Data for the task:
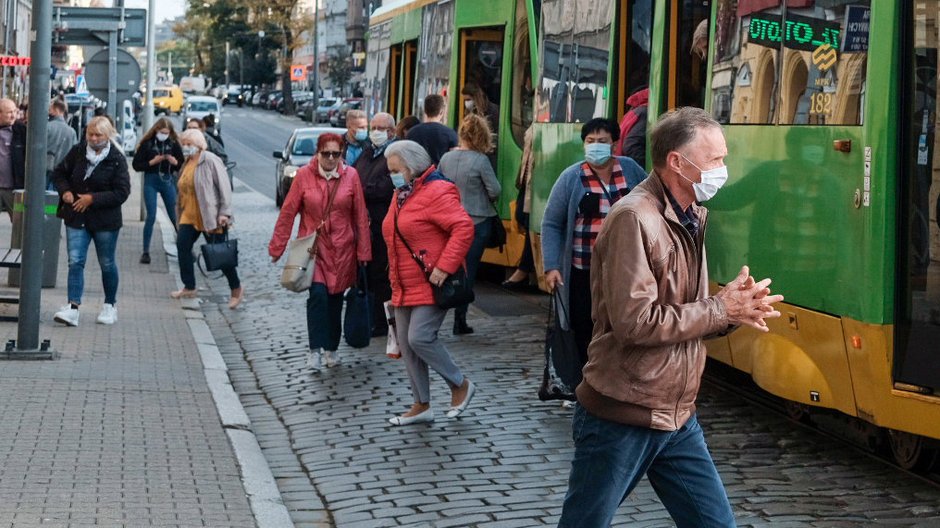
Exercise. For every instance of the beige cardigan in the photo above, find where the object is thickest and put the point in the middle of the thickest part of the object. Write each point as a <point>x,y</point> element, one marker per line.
<point>213,190</point>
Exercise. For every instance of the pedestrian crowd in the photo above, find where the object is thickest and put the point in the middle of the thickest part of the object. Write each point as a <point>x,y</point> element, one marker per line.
<point>407,215</point>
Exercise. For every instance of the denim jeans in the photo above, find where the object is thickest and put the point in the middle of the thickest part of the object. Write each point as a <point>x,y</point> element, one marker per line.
<point>77,241</point>
<point>186,238</point>
<point>611,458</point>
<point>481,233</point>
<point>165,186</point>
<point>324,317</point>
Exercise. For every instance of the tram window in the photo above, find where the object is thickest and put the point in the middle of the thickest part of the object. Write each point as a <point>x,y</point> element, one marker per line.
<point>522,94</point>
<point>575,44</point>
<point>824,67</point>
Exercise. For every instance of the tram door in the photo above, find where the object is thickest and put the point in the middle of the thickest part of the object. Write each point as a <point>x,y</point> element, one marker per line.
<point>481,71</point>
<point>917,353</point>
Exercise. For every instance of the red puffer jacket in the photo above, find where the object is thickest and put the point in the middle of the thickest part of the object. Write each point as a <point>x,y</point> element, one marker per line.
<point>345,237</point>
<point>436,227</point>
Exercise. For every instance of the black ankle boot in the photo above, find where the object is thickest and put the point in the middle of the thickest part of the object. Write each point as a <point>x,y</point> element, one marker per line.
<point>460,324</point>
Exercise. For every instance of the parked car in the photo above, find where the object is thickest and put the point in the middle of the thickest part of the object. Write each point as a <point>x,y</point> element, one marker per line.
<point>338,119</point>
<point>301,146</point>
<point>199,106</point>
<point>234,95</point>
<point>167,100</point>
<point>323,110</point>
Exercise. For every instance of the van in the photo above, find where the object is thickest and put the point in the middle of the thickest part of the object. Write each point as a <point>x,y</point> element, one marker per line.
<point>167,100</point>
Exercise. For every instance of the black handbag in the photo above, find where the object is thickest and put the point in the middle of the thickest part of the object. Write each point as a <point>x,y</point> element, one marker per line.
<point>221,255</point>
<point>357,321</point>
<point>454,292</point>
<point>562,372</point>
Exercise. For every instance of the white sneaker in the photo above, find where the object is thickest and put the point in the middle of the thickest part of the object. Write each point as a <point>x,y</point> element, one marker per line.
<point>332,358</point>
<point>314,360</point>
<point>108,314</point>
<point>67,315</point>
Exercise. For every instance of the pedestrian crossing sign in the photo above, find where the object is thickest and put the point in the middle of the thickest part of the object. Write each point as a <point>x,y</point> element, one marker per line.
<point>81,87</point>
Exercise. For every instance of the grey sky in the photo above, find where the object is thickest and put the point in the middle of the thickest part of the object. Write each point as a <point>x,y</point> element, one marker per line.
<point>165,8</point>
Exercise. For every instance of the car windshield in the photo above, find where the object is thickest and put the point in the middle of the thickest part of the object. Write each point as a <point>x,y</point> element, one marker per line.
<point>203,106</point>
<point>305,146</point>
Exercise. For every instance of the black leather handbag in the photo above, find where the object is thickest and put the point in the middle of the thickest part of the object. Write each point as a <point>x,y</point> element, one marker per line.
<point>221,255</point>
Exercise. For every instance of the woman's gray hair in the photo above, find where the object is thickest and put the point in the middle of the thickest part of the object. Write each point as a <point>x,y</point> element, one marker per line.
<point>413,155</point>
<point>196,137</point>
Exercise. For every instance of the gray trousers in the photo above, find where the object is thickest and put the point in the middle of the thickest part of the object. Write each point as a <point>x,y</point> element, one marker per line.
<point>417,328</point>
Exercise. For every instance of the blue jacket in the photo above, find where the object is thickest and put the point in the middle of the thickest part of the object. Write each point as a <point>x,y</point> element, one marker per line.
<point>560,213</point>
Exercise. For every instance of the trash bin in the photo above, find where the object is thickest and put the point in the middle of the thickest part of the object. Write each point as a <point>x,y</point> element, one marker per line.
<point>51,235</point>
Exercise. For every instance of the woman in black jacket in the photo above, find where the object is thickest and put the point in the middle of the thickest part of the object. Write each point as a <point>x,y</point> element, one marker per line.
<point>92,182</point>
<point>159,157</point>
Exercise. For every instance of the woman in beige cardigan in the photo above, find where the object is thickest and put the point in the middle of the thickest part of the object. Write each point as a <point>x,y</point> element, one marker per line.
<point>204,207</point>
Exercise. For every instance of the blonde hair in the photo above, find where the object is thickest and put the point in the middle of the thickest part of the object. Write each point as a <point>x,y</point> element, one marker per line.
<point>475,133</point>
<point>103,126</point>
<point>196,137</point>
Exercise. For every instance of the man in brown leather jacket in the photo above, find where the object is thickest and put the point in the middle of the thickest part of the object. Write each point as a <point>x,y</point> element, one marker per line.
<point>651,309</point>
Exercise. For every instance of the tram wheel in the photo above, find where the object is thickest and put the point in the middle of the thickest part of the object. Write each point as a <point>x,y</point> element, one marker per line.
<point>797,412</point>
<point>911,451</point>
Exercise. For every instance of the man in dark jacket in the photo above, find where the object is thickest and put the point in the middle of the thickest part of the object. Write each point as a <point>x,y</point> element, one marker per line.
<point>12,154</point>
<point>377,189</point>
<point>649,286</point>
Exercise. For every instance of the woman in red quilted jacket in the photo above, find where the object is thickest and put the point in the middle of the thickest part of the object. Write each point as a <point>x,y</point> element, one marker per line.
<point>427,214</point>
<point>343,239</point>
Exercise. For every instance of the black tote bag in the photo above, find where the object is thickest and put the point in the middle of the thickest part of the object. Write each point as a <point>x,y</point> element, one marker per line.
<point>357,322</point>
<point>562,372</point>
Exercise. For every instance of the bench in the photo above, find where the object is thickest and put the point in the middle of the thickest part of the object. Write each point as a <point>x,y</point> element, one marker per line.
<point>9,258</point>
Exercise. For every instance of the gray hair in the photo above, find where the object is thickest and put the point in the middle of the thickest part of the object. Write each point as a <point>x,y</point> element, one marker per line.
<point>411,154</point>
<point>388,118</point>
<point>196,137</point>
<point>676,129</point>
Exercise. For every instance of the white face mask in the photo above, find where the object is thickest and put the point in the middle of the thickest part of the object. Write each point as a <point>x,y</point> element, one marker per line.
<point>712,180</point>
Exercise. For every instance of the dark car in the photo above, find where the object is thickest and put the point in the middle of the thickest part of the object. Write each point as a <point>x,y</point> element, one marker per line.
<point>301,146</point>
<point>338,119</point>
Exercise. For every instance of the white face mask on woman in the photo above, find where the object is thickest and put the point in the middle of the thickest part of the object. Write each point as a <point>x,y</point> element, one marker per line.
<point>712,181</point>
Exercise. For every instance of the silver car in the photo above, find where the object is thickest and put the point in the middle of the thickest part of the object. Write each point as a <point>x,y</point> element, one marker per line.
<point>300,148</point>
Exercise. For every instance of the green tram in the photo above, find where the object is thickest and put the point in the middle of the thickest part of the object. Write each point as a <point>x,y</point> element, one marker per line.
<point>833,190</point>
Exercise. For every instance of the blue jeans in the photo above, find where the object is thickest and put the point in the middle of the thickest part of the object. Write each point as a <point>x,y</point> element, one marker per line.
<point>77,241</point>
<point>165,186</point>
<point>481,233</point>
<point>611,458</point>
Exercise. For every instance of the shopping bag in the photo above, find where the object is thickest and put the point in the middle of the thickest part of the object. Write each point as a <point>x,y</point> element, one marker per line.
<point>391,346</point>
<point>297,275</point>
<point>562,371</point>
<point>357,322</point>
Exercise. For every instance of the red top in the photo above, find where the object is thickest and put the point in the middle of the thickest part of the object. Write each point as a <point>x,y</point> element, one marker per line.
<point>344,239</point>
<point>435,226</point>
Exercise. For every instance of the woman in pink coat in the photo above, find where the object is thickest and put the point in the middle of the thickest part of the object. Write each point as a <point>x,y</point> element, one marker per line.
<point>427,214</point>
<point>343,239</point>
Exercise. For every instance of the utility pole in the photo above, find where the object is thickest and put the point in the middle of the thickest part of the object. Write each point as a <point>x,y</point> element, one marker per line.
<point>316,55</point>
<point>27,335</point>
<point>151,67</point>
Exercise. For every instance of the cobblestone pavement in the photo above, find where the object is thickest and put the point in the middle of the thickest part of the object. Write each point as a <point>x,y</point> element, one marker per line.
<point>121,430</point>
<point>505,461</point>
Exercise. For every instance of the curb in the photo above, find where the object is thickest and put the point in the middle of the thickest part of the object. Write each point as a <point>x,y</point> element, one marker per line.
<point>261,489</point>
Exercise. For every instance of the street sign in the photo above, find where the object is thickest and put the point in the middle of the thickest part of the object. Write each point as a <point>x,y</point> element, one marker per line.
<point>88,26</point>
<point>128,75</point>
<point>81,87</point>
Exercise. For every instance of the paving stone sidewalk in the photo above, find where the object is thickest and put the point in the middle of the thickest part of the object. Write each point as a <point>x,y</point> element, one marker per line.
<point>121,430</point>
<point>505,462</point>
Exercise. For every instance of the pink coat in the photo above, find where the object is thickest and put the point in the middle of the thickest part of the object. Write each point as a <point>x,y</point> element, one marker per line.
<point>435,224</point>
<point>344,239</point>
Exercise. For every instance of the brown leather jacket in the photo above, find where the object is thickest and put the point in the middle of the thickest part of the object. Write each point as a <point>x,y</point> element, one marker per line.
<point>651,310</point>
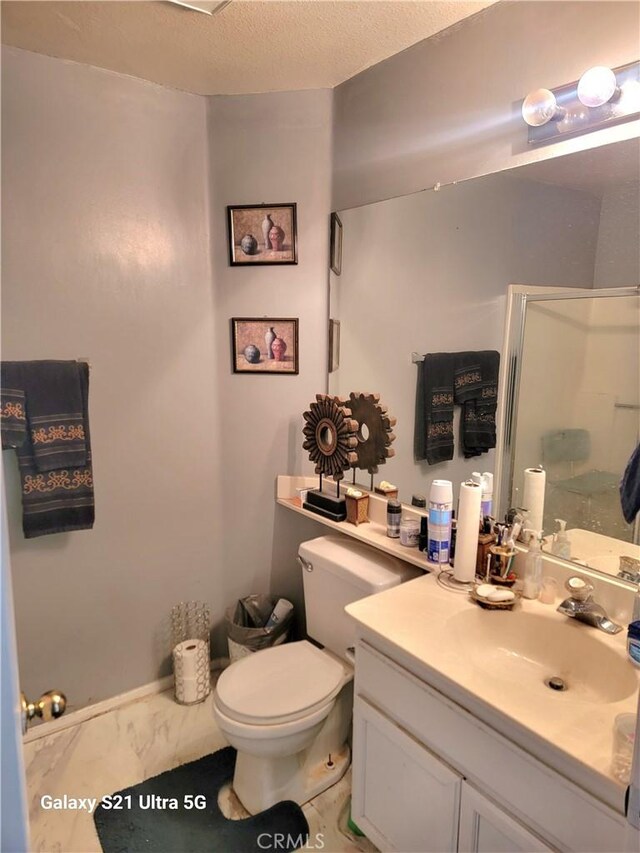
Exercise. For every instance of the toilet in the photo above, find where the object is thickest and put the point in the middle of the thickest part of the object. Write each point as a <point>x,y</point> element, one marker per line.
<point>287,709</point>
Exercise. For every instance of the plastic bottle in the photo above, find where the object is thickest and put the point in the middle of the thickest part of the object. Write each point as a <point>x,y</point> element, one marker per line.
<point>476,477</point>
<point>394,513</point>
<point>278,613</point>
<point>440,508</point>
<point>561,546</point>
<point>532,565</point>
<point>487,494</point>
<point>636,606</point>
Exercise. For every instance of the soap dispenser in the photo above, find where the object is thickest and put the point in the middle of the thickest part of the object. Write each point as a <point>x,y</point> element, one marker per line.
<point>532,565</point>
<point>561,546</point>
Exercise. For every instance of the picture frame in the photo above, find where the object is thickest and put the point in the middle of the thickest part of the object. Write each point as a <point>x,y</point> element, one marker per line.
<point>334,345</point>
<point>262,234</point>
<point>335,261</point>
<point>255,347</point>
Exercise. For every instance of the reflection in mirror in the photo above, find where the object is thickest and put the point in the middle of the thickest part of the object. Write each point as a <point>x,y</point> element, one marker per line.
<point>578,413</point>
<point>429,272</point>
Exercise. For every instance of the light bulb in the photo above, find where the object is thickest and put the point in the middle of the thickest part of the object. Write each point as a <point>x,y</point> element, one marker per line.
<point>597,86</point>
<point>539,107</point>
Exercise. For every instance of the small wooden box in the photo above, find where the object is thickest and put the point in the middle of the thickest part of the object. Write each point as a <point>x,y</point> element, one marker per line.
<point>358,509</point>
<point>390,494</point>
<point>485,541</point>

Work required: Update the part of the records that opens with the line containing "Exercise. For every instance of the pedestrian crowd" and closes with the line containing "<point>324,317</point>", replacing "denim jeans" with "blue jeans" and keeping everything else the same. Return only those lines.

Written solution:
Exercise. For every instance of the pedestrian crowd in the photo above, find where the object is thickest and put the point in the middle of the thickest part of the object. Write each point as a <point>x,y</point> element, one marker per line.
<point>407,215</point>
Exercise. For every instance of the blue jeans in the photo above, find where the object is thickest and put the point in the middle of the thickest part of the object. Write each point as a <point>x,y</point> element, one marker per line.
<point>77,241</point>
<point>186,238</point>
<point>611,458</point>
<point>481,233</point>
<point>165,186</point>
<point>324,317</point>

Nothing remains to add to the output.